### EXTRACTED TEXT

The pen barrel is measured as the sum of the upper barrel, CB, and lower barrel.  The upper barrel is glued in and the lower barrel is not.  The twist mechanism and the nib are pressed into the lower barrel.  You pull the nib out to replace the cartidge.

Tim/Jim, Dick Sing does caution you about the tip strength.  I think this one has enough meat to keep it from breaking, but I would probably not use a weaker wood than maple on something like this.

To maintain strength while turning, I turned it with the lower tube floating inside the barrel.  Trimming to perfect left was probably the hardest part but I'm not regurgitaing all that math right now.

I'll set the camera back up later to take a pic with the lower mechanism removed.

Thanks very much all.


----------



## JimGo (Jun 19, 2005)

Thanks Chuck!  Nice to know that the engineering side of my brain hasn't TOALLY gone by the wayside with all my studying.  Beautiful pen!


----------



## Rifleman1776 (Jun 19, 2005)

Even though the 'HOW' eludes me, the WOW! factor is huge.


----------



## Andy Ryan (Jun 19, 2005)

yep,  very intersting effect you have going thier.  Not offten I pipe up my opion but this one is deffintely worth it.  Good job.[]


----------



## WoodChucker (Jun 19, 2005)

Chuck, that's an awesome looking pen and I won't even try to critique it. I've never tried something like that myself so I'm not qualified to give you a real critique. But my opinion is you did a fantastic job on it. I'm very impressed with not only your idea, but the choice of woods is beautiful too. Thanks for sharing and keep up the great work!


----------



## Daniel (Jun 19, 2005)

######
### DATA ROWS

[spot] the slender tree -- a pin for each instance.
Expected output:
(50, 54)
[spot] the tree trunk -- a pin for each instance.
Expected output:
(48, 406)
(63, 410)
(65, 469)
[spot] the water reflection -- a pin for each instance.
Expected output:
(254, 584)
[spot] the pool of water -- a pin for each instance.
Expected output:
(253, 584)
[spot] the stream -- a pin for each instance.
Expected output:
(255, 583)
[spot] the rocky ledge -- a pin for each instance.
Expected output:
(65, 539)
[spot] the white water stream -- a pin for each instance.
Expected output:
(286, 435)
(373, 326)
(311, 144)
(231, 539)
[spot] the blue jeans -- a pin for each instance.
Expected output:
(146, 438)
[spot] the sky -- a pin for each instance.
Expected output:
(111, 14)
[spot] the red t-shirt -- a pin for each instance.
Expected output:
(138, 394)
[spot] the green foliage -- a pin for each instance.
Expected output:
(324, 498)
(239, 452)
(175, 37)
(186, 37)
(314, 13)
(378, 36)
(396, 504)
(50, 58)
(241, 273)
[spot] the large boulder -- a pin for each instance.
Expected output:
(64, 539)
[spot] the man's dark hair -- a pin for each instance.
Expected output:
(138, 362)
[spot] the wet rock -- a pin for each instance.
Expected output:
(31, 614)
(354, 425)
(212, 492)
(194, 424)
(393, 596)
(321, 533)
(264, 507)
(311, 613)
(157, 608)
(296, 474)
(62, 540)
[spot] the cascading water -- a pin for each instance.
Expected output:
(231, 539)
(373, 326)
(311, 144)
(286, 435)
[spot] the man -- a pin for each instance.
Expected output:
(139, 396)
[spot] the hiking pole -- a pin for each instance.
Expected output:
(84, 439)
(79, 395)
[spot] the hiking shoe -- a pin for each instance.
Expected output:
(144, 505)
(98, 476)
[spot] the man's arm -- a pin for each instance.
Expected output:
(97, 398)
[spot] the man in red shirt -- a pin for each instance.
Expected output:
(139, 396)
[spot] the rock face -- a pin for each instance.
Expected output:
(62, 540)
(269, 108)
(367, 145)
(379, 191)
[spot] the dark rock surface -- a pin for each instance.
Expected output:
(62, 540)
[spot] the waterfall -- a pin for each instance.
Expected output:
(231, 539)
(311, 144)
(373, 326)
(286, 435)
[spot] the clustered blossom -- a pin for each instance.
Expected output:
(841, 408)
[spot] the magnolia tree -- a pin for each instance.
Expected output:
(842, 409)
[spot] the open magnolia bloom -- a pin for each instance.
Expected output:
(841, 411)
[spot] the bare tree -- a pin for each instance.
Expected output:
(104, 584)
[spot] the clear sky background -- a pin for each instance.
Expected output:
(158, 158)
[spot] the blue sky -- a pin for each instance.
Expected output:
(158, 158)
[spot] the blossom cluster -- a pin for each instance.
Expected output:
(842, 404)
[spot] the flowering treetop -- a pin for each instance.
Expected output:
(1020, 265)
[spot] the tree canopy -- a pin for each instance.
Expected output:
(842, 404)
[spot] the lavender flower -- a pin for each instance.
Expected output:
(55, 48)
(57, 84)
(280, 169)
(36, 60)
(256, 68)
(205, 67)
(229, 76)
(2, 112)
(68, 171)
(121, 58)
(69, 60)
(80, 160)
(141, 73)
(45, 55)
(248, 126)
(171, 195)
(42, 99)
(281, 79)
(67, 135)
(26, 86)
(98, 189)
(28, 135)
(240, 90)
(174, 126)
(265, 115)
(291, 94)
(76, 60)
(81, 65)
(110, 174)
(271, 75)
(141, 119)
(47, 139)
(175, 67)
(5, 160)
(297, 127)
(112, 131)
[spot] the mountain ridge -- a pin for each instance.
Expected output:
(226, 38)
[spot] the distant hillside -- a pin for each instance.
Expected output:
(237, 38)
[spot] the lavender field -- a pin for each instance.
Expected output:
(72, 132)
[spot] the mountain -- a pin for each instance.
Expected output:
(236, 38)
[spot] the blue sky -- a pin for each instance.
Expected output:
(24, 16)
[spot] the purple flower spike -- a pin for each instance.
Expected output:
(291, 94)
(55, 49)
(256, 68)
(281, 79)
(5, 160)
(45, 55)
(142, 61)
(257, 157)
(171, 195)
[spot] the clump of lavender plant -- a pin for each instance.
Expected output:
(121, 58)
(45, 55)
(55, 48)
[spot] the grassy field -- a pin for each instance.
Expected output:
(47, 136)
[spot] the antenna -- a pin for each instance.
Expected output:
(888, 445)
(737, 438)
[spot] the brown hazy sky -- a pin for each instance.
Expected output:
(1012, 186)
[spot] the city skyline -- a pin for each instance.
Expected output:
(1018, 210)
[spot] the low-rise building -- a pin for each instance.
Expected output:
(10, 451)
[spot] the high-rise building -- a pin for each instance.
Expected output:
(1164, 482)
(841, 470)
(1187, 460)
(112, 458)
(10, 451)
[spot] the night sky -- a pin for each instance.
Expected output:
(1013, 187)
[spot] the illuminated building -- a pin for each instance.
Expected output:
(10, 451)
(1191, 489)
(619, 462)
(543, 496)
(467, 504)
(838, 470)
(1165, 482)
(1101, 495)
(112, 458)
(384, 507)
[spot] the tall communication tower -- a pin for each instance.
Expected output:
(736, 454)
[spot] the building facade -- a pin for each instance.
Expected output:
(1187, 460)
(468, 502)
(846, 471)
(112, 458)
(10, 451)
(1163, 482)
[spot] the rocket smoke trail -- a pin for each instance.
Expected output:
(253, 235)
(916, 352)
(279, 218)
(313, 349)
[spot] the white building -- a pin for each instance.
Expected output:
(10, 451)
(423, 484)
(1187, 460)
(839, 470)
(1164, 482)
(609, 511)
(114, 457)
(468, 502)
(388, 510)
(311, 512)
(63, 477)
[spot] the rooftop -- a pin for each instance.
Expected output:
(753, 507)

######

PROBLEMS TO SOLVE ->
**1)** In the pen forum thread, which two parts are pressed into the lower barrel?
**2)** Reproduce the stretch of the pen forum thread from "To maintain strength" through "math right now.".

TASK RESULTS ->
**1)** The twist mechanism and the nib.

**2)**
To maintain strength while turning, I turned it with the lower tube floating inside the barrel.  Trimming to perfect left was probably the hardest part but I'm not regurgitaing all that math right now.